ARTICLE ->
________________
Supervision [of banks] happens behind closed doors. It relies upon secrecy and involves a system of discretionary actions by supervisory staff. This zone of secrecy is traditionally justified for the sake of financial stability and bank safety and soundness. There has long been an uneasy truce between the transparency and accountability required by the rule of law and the secrecy and discretion of supervision. That uneasy truce has become untenable.[1]
I was reminded of this statement by the brilliant banking attorney Meg Tahyar as I read that the OCC (and other federal financial regulators) had finalized a proposed rule that clarified the role of supervisory guidance, notably that agencies do not take enforcement actions based on supervisory guidance.[2] And this final rule on enforcement actions came just a few days after FinCEN – the primary anti-money laundering regulator – imposed a $390,000,000 penalty against Capital One for BSA violations that occurred from 2008 to 2014.
But wait: hadn’t Capital One already been fined by the OCC, its primary banking regulator, in 2018 for BSA violations that occurred during this same 2008-2014 period? Perhaps not. So what happened? Does the zone of secrecy and closed door of bank supervision allow us to determine what happened? Let’s take a look.
“Capital One Fined $390M For Violating Bank Secrecy Act”. “FinCEN Hits Capital One For $390 Million; Says Bank Violated Bank Secrecy Act”. “FinCEN Fines Capital One $390M Over AML Violations”.
________________
GIVEN DATA ->
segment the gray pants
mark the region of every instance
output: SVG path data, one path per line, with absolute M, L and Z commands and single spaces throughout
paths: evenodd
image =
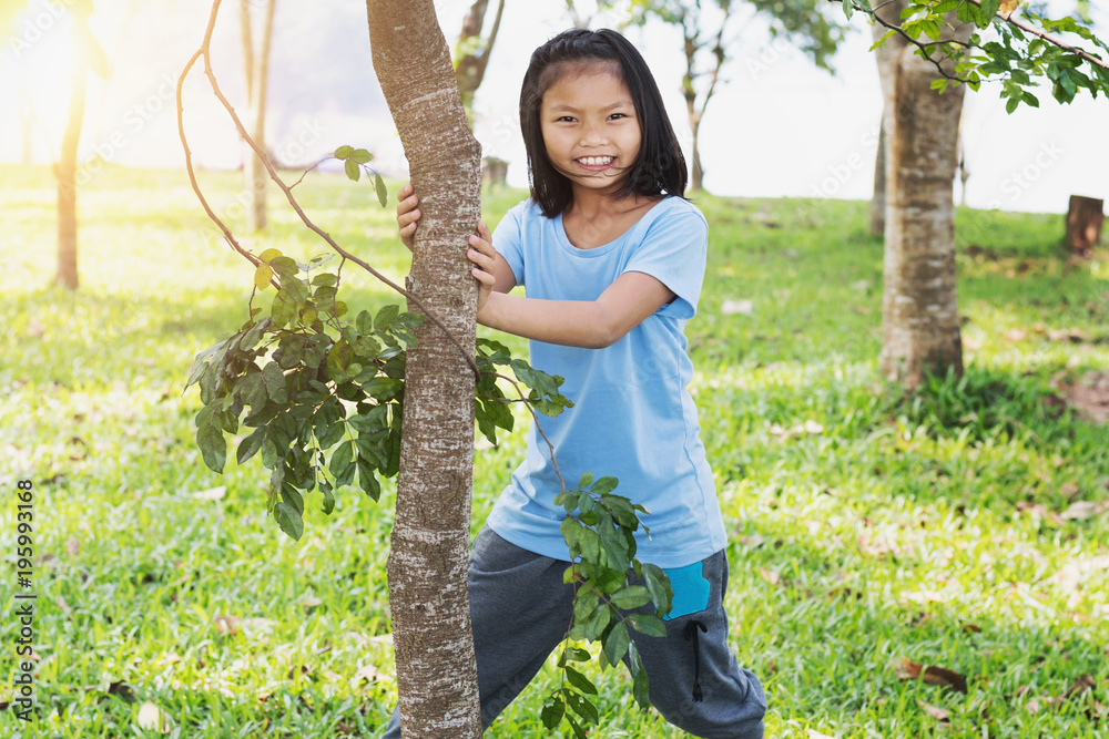
M 488 526 L 474 541 L 470 617 L 482 729 L 523 690 L 566 636 L 573 610 L 573 587 L 562 582 L 568 564 L 510 544 Z M 761 739 L 766 698 L 759 678 L 739 667 L 728 646 L 723 552 L 701 563 L 701 576 L 709 584 L 706 608 L 664 622 L 665 638 L 631 632 L 650 679 L 651 704 L 695 737 Z M 703 626 L 691 626 L 690 636 L 698 632 L 693 639 L 686 636 L 692 622 Z M 693 699 L 694 674 L 701 701 Z M 538 716 L 536 727 L 538 736 L 542 731 Z M 400 739 L 396 710 L 384 739 Z

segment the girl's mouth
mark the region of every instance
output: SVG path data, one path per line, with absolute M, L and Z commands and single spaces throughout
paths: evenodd
M 574 160 L 579 166 L 589 170 L 591 172 L 601 172 L 602 170 L 609 168 L 613 162 L 615 162 L 614 156 L 582 156 Z

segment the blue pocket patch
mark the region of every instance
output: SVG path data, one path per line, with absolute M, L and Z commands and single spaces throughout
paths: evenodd
M 673 607 L 662 620 L 673 620 L 690 614 L 701 613 L 709 607 L 709 581 L 701 574 L 701 563 L 694 562 L 685 567 L 665 569 L 670 586 L 674 588 Z

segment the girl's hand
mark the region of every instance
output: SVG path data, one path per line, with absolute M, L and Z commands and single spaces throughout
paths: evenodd
M 409 197 L 410 196 L 410 197 Z M 420 212 L 416 207 L 419 198 L 413 192 L 411 183 L 400 188 L 400 202 L 397 203 L 397 225 L 400 227 L 400 242 L 413 250 L 416 235 L 416 222 L 419 220 Z
M 470 248 L 466 252 L 466 256 L 475 264 L 470 274 L 478 280 L 478 314 L 480 314 L 497 281 L 497 250 L 492 248 L 492 234 L 489 233 L 489 227 L 481 220 L 478 220 L 478 233 L 470 236 Z

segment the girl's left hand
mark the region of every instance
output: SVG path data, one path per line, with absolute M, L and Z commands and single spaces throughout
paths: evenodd
M 466 256 L 475 264 L 470 274 L 478 280 L 478 312 L 485 307 L 496 283 L 497 252 L 492 248 L 489 227 L 478 220 L 478 233 L 470 236 L 470 248 Z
________________
PROBLEM TO SOLVE ->
Can you write out the whole bank supervision text from the top of the page, word for word?

RESULT OF THIS EXERCISE ->
Supervision [of banks] happens behind closed doors. It relies upon secrecy and involves a system of discretionary actions by supervisory staff. This zone of secrecy is traditionally justified for the sake of financial stability and bank safety and soundness. There has long been an uneasy truce between the transparency and accountability required by the rule of law and the secrecy and discretion of supervision. That uneasy truce has become untenable.[1]
I was reminded of this statement by the brilliant banking attorney Meg Tahyar as I read that the OCC (and other federal financial regulators) had finalized a proposed rule that clarified the role of supervisory guidance, notably that agencies do not take enforcement actions based on supervisory guidance.[2] And this final rule on enforcement actions came just a few days after FinCEN – the primary anti-money laundering regulator – imposed a $390,000,000 penalty against Capital One for BSA violations that occurred from 2008 to 2014.
But wait: hadn’t Capital One already been fined by the OCC, its primary banking regulator, in 2018 for BSA violations that occurred during this same 2008-2014 period? Perhaps not. So what happened? Does the zone of secrecy and closed door of bank supervision allow us to determine what happened? Let’s take a look.
“Capital One Fined $390M For Violating Bank Secrecy Act”. “FinCEN Hits Capital One For $390 Million; Says Bank Violated Bank Secrecy Act”. “FinCEN Fines Capital One $390M Over AML Violations”.